» **GIVEN INSTRUCTION**: Reproduce the stretch of the listing from the line containing "Where can the white building" through the line containing "point(344, 88)", changing every "camouflage jacket" to "camouflage coat" and leaving all else untouched. Return only those lines.
-------- ENTRIES SHOWN
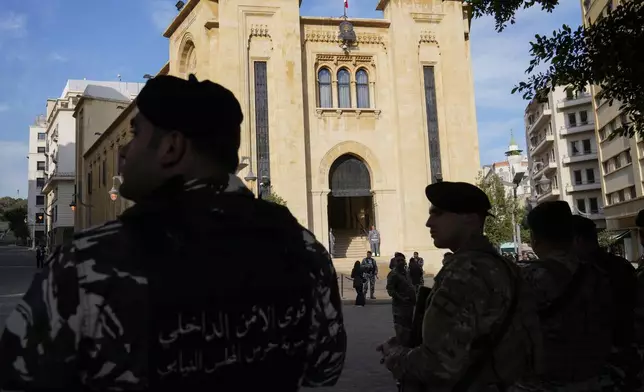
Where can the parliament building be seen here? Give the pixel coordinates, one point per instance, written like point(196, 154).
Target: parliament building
point(347, 119)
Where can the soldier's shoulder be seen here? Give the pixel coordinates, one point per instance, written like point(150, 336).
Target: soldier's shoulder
point(475, 266)
point(94, 238)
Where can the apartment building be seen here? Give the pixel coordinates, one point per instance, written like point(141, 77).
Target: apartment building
point(60, 152)
point(563, 152)
point(97, 109)
point(621, 158)
point(36, 179)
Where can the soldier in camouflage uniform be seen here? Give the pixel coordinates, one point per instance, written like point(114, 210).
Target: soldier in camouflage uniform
point(151, 301)
point(624, 365)
point(576, 307)
point(480, 328)
point(403, 295)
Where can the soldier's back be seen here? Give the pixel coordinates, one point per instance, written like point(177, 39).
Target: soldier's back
point(221, 296)
point(576, 314)
point(506, 333)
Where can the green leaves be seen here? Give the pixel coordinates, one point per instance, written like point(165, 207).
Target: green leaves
point(606, 55)
point(275, 198)
point(499, 229)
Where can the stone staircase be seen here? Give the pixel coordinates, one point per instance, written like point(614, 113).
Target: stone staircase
point(350, 244)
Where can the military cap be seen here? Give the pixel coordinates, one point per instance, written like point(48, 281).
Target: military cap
point(458, 197)
point(203, 110)
point(639, 221)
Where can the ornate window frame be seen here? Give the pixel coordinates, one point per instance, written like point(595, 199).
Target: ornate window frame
point(352, 63)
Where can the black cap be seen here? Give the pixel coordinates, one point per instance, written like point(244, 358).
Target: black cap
point(203, 110)
point(639, 221)
point(458, 197)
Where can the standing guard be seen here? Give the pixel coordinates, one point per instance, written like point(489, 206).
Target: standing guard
point(480, 328)
point(152, 301)
point(370, 268)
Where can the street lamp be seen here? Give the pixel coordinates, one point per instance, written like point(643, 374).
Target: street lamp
point(264, 187)
point(114, 192)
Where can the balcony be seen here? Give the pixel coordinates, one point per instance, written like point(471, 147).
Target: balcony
point(541, 144)
point(577, 128)
point(56, 176)
point(551, 193)
point(580, 156)
point(578, 99)
point(543, 114)
point(583, 186)
point(539, 168)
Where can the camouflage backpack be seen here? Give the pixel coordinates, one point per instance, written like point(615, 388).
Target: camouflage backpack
point(517, 337)
point(578, 325)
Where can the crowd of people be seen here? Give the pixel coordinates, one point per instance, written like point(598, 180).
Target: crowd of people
point(155, 300)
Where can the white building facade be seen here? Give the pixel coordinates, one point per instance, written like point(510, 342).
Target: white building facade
point(60, 151)
point(563, 152)
point(36, 162)
point(507, 170)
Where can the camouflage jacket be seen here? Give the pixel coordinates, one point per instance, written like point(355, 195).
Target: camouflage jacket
point(576, 309)
point(471, 297)
point(160, 296)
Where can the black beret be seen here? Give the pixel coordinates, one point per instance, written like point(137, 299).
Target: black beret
point(203, 110)
point(458, 197)
point(639, 221)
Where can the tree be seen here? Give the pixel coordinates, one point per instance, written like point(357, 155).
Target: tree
point(274, 197)
point(605, 54)
point(498, 229)
point(605, 238)
point(7, 203)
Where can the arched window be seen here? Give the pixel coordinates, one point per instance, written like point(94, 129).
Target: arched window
point(362, 88)
point(325, 95)
point(344, 88)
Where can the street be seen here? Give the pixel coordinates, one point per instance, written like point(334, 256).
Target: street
point(366, 327)
point(17, 268)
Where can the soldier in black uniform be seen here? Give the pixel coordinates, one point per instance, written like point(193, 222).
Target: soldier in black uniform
point(152, 298)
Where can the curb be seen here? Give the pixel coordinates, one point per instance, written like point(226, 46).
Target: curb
point(386, 301)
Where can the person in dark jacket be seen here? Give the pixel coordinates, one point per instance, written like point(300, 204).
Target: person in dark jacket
point(40, 256)
point(624, 366)
point(415, 273)
point(151, 301)
point(358, 278)
point(403, 296)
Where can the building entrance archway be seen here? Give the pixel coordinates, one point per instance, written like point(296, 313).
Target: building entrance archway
point(350, 204)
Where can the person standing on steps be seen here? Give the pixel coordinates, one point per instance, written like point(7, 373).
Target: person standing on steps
point(370, 270)
point(419, 260)
point(403, 299)
point(374, 241)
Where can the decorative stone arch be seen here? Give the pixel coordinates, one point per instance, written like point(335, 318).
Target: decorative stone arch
point(352, 148)
point(187, 55)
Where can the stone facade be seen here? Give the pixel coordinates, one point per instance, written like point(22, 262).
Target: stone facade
point(389, 106)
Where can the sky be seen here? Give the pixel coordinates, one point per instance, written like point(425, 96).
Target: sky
point(45, 43)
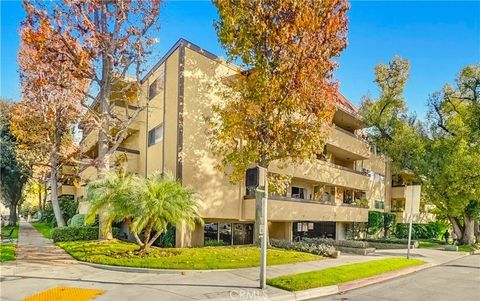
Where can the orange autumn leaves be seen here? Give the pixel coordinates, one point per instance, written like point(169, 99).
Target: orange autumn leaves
point(282, 107)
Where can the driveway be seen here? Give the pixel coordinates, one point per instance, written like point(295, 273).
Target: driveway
point(41, 265)
point(455, 280)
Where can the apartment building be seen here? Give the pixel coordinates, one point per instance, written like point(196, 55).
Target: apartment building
point(326, 196)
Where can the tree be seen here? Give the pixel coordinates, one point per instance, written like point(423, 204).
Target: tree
point(115, 35)
point(280, 110)
point(147, 205)
point(443, 152)
point(44, 120)
point(14, 173)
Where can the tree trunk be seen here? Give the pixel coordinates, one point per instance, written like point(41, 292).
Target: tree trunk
point(457, 227)
point(103, 158)
point(40, 197)
point(468, 236)
point(53, 193)
point(477, 231)
point(13, 214)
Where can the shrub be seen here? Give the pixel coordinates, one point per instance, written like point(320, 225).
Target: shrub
point(421, 231)
point(326, 250)
point(78, 220)
point(389, 222)
point(337, 243)
point(68, 207)
point(78, 233)
point(74, 233)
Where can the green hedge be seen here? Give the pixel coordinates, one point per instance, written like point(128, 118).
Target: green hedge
point(326, 250)
point(421, 231)
point(78, 233)
point(78, 220)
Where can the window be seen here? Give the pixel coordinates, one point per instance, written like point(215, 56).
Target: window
point(155, 135)
point(379, 204)
point(156, 86)
point(298, 192)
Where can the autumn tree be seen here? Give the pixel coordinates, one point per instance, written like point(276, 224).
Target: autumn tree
point(116, 36)
point(281, 107)
point(44, 120)
point(14, 173)
point(443, 151)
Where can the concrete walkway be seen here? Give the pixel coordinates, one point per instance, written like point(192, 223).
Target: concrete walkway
point(29, 275)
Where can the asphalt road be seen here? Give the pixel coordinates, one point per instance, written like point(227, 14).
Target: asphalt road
point(455, 280)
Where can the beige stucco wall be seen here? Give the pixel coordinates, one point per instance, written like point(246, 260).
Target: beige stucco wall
point(219, 198)
point(283, 210)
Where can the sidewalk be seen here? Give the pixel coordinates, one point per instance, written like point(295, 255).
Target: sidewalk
point(30, 274)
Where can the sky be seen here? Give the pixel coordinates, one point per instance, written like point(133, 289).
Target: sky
point(438, 38)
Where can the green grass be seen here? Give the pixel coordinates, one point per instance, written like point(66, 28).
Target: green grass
point(469, 248)
point(123, 254)
point(7, 252)
point(429, 244)
point(6, 230)
point(341, 274)
point(43, 228)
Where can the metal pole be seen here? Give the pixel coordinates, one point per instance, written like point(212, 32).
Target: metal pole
point(410, 224)
point(264, 237)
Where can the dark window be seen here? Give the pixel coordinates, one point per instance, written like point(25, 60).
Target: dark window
point(348, 196)
point(225, 233)
point(298, 192)
point(152, 89)
point(211, 231)
point(155, 135)
point(242, 234)
point(314, 229)
point(379, 205)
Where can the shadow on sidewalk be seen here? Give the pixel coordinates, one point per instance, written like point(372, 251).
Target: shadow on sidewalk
point(16, 277)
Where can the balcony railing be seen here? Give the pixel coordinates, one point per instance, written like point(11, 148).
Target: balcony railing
point(250, 195)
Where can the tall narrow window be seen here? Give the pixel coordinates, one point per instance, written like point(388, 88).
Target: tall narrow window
point(155, 135)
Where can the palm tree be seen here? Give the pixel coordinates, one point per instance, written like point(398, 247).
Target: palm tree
point(165, 201)
point(146, 205)
point(116, 197)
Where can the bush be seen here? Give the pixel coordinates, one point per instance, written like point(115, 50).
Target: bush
point(78, 233)
point(78, 220)
point(375, 222)
point(68, 207)
point(389, 222)
point(326, 250)
point(74, 233)
point(421, 231)
point(337, 243)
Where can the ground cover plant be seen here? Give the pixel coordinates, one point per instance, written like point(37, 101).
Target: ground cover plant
point(120, 253)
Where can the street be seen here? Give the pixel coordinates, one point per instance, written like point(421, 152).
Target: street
point(455, 280)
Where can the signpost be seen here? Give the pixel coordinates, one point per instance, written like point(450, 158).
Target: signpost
point(257, 178)
point(413, 201)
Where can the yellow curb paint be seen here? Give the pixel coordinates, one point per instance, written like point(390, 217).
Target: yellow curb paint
point(65, 294)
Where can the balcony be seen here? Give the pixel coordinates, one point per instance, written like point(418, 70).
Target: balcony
point(346, 141)
point(325, 172)
point(292, 209)
point(122, 157)
point(399, 192)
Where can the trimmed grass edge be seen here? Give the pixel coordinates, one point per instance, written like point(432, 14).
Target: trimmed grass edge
point(341, 274)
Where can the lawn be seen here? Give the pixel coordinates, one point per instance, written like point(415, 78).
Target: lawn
point(7, 252)
point(43, 228)
point(6, 230)
point(123, 254)
point(341, 274)
point(430, 244)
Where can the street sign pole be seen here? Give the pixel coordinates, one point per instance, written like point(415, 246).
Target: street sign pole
point(410, 225)
point(264, 238)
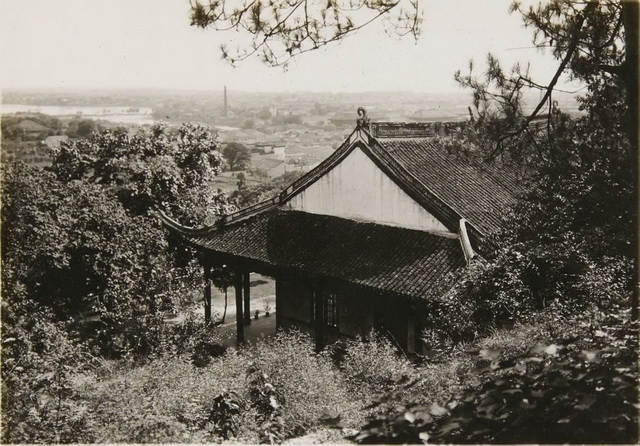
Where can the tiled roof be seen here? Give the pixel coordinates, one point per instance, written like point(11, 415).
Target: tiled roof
point(481, 194)
point(395, 260)
point(442, 183)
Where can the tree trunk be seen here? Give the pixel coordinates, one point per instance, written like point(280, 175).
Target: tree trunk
point(630, 11)
point(224, 314)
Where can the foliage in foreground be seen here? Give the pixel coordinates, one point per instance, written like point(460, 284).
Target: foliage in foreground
point(265, 393)
point(578, 390)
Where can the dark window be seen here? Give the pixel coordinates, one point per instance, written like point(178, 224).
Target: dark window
point(331, 310)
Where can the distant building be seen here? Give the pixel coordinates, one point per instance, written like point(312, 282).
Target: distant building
point(53, 142)
point(30, 129)
point(269, 167)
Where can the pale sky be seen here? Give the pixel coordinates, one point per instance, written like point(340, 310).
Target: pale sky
point(149, 44)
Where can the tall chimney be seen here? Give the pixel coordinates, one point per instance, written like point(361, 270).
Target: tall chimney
point(225, 101)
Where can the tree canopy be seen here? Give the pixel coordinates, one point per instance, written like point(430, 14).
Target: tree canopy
point(83, 237)
point(279, 30)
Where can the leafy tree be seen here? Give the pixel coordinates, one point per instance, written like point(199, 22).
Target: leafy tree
point(84, 237)
point(156, 169)
point(279, 30)
point(237, 155)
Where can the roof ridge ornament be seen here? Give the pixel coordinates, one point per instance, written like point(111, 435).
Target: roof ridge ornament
point(363, 121)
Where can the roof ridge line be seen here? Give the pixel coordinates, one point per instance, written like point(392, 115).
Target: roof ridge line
point(315, 173)
point(399, 166)
point(224, 220)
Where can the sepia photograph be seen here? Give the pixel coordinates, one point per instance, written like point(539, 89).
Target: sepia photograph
point(319, 221)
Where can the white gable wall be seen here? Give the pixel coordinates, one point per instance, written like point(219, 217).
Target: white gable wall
point(356, 188)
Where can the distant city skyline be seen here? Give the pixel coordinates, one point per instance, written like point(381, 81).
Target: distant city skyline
point(132, 44)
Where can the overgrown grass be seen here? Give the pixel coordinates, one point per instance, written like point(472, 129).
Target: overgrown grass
point(169, 400)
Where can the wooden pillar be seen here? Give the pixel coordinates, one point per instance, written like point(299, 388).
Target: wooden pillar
point(207, 294)
point(318, 305)
point(239, 324)
point(247, 297)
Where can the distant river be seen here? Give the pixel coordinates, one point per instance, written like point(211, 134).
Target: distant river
point(123, 114)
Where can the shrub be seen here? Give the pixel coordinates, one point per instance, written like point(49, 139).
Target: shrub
point(309, 384)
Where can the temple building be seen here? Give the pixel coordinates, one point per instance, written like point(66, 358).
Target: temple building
point(387, 222)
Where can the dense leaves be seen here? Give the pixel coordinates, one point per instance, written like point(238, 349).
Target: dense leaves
point(238, 155)
point(87, 269)
point(578, 390)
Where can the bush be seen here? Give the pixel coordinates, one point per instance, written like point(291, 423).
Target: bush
point(264, 393)
point(581, 388)
point(310, 386)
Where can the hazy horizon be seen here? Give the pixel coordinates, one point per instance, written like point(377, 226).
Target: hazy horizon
point(130, 45)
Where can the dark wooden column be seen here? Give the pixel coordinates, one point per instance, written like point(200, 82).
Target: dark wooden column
point(207, 293)
point(247, 297)
point(239, 324)
point(318, 305)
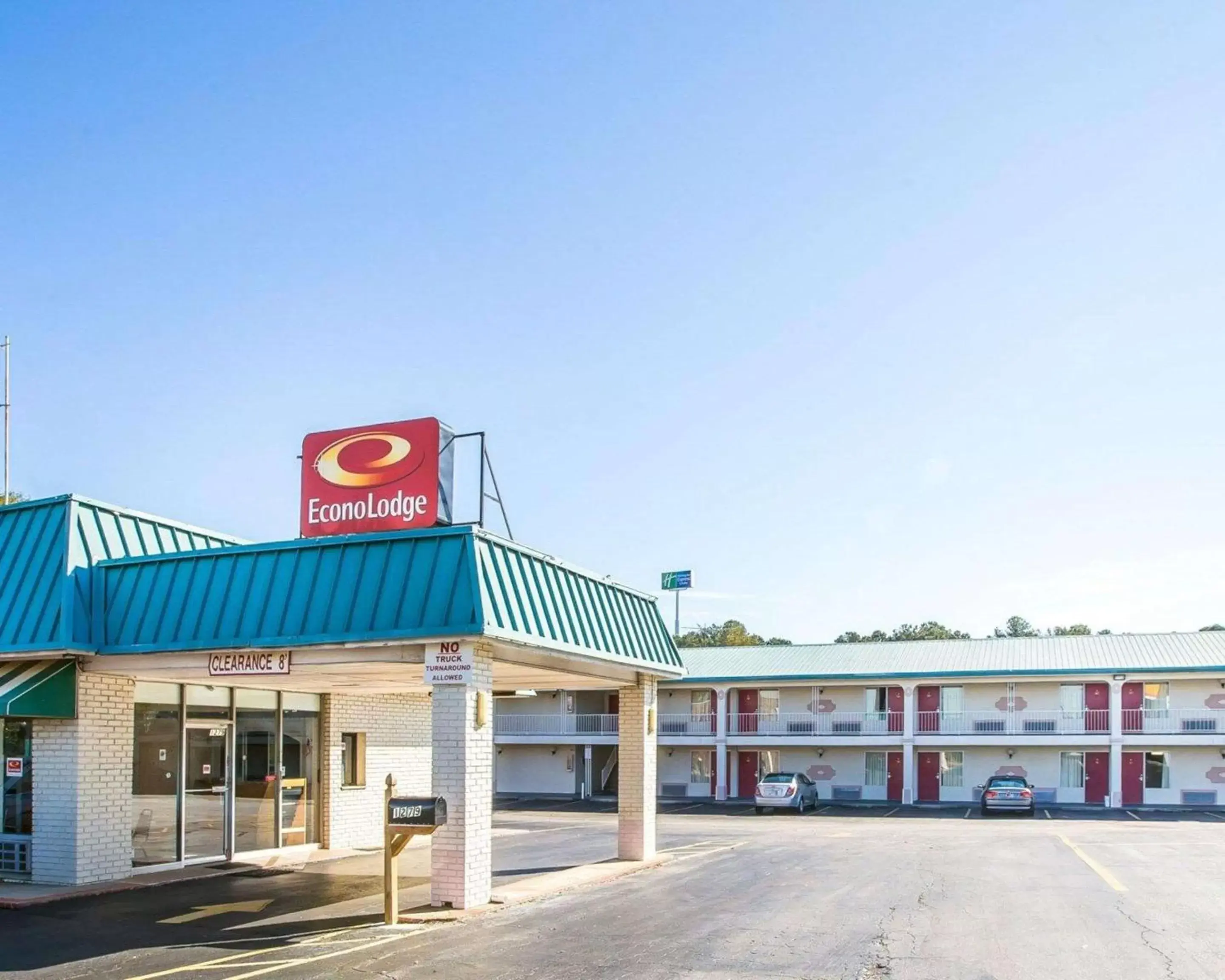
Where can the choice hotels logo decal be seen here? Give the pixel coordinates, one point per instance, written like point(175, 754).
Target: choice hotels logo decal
point(390, 460)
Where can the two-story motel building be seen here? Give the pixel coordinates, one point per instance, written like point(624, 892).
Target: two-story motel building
point(1109, 721)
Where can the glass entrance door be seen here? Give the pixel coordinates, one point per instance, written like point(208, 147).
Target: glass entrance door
point(206, 792)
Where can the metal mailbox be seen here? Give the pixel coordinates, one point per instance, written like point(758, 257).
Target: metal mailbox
point(423, 814)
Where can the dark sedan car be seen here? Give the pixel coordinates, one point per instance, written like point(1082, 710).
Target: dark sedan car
point(1007, 793)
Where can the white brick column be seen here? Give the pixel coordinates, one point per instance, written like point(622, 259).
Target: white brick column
point(721, 744)
point(638, 759)
point(462, 865)
point(83, 787)
point(908, 744)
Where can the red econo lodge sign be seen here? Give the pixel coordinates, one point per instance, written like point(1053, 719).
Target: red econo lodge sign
point(370, 478)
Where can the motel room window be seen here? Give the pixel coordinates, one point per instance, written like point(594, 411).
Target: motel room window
point(1072, 699)
point(1071, 770)
point(353, 759)
point(1157, 770)
point(1157, 698)
point(951, 769)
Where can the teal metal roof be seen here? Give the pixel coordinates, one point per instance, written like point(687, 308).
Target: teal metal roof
point(374, 587)
point(46, 548)
point(1066, 655)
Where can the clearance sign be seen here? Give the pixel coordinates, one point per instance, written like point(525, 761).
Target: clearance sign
point(372, 478)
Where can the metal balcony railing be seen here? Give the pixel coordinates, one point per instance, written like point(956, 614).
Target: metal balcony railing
point(1015, 723)
point(1174, 721)
point(808, 723)
point(556, 724)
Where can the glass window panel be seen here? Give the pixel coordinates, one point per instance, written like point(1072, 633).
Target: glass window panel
point(245, 698)
point(299, 771)
point(255, 776)
point(874, 769)
point(1157, 771)
point(208, 701)
point(1072, 770)
point(156, 740)
point(294, 701)
point(951, 769)
point(16, 799)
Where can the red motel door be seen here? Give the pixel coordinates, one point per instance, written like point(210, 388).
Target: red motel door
point(748, 773)
point(1097, 777)
point(929, 777)
point(929, 709)
point(1134, 778)
point(897, 702)
point(1134, 707)
point(748, 720)
point(893, 777)
point(1097, 706)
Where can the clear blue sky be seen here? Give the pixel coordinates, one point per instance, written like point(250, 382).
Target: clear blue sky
point(866, 313)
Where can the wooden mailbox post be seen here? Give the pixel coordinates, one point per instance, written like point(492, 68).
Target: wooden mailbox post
point(405, 818)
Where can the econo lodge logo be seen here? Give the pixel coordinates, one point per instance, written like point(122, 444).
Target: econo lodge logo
point(374, 478)
point(383, 470)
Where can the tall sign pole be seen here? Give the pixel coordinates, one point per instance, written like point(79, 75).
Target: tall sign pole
point(677, 582)
point(6, 345)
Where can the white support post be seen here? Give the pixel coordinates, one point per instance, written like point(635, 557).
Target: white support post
point(638, 760)
point(464, 775)
point(1117, 744)
point(908, 744)
point(721, 744)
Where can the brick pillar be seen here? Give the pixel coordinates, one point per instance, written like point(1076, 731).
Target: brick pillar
point(464, 775)
point(83, 793)
point(638, 758)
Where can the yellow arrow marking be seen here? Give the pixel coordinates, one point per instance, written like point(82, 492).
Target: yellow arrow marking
point(204, 912)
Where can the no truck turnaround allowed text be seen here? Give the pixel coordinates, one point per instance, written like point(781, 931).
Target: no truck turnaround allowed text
point(406, 507)
point(231, 664)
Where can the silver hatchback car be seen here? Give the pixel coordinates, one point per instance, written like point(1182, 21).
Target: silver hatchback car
point(791, 791)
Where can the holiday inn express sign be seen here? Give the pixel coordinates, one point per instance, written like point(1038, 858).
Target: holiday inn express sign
point(372, 478)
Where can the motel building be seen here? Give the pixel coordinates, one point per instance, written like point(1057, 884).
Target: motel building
point(173, 696)
point(1099, 721)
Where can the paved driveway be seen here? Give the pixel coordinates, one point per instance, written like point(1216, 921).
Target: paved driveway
point(843, 893)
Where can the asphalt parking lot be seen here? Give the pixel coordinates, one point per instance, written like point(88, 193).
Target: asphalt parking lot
point(847, 892)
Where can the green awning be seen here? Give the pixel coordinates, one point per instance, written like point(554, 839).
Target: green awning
point(38, 689)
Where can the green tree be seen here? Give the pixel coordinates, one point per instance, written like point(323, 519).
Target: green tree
point(1016, 627)
point(730, 634)
point(930, 630)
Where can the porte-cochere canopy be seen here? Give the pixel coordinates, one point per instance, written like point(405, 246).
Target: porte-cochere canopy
point(401, 586)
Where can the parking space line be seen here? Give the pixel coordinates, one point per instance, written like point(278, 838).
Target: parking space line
point(1102, 873)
----------------
» **ANSWER TO THE TASK**:
Where can the white building facade be seen here? Give the pixel coordinates, one point per instance, written like point(510, 342).
Target: white building facade
point(60, 151)
point(563, 152)
point(36, 162)
point(507, 170)
Where can the camouflage coat be seen here? Give the pixel coordinates, one point per instance, written like point(355, 195).
Target: camouflage coat
point(576, 309)
point(471, 297)
point(160, 296)
Where can the black beret be seen here? Give the pixel coordinates, one point per instance, written like point(137, 299).
Target: black beret
point(203, 110)
point(458, 197)
point(639, 221)
Where can the tree be seen here? Give the pixel coordinates, one point per instance, written like point(357, 155).
Target: tree
point(274, 197)
point(605, 54)
point(498, 229)
point(605, 238)
point(7, 203)
Where can the arched window be seen here? Give the pixel coordinates, one point per instance, written like point(94, 129).
Target: arched window
point(362, 88)
point(325, 95)
point(344, 88)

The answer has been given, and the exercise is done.